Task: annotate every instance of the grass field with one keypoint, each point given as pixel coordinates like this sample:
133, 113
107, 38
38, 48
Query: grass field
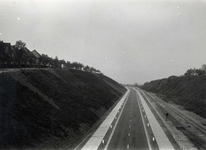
188, 91
39, 105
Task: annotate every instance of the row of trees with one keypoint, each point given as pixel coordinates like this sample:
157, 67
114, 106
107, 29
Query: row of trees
19, 55
196, 72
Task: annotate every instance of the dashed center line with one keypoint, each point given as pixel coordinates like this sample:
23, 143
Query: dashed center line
128, 146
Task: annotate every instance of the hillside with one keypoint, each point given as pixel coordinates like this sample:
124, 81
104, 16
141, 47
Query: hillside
188, 91
37, 106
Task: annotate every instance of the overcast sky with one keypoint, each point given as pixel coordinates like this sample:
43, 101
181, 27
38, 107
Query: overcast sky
128, 40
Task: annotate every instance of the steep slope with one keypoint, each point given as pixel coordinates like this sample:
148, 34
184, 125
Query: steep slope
188, 91
40, 105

——————————

■ **What is required**: Retype every item above word for word, including the listed coordinates, and leave out the picture.

■ **Task output**:
Task: annotate every instance of the grass field with one keypoint, each point given as pixel coordinates like this sample:
133, 113
107, 38
38, 48
Query: grass field
188, 91
39, 105
Task: annotate every instance of the row of trees with one keypoint, each point given as pixel coordinates like this sample:
157, 67
114, 106
107, 29
Query: row of trees
19, 55
196, 72
Task: annotate every instance of the dashed center line with one keypoint, each point given as pixel coordinates like this sample:
23, 143
Query: dashed center line
128, 146
Task: annotate every instance of the hillside with one keypoint, each point given as pixel coordinates like this sample:
124, 81
104, 16
141, 47
Query: hillside
188, 91
37, 106
Task: annotate every instance of the overcast sky with one keypoint, each point given as pixel coordinates like this sample:
43, 101
181, 27
38, 107
Query: overcast sky
128, 40
Task: annotate every instance of the steep slope with one keypoint, each point given as pixel coordinates like this sample:
148, 34
184, 125
Query: steep slope
188, 91
40, 105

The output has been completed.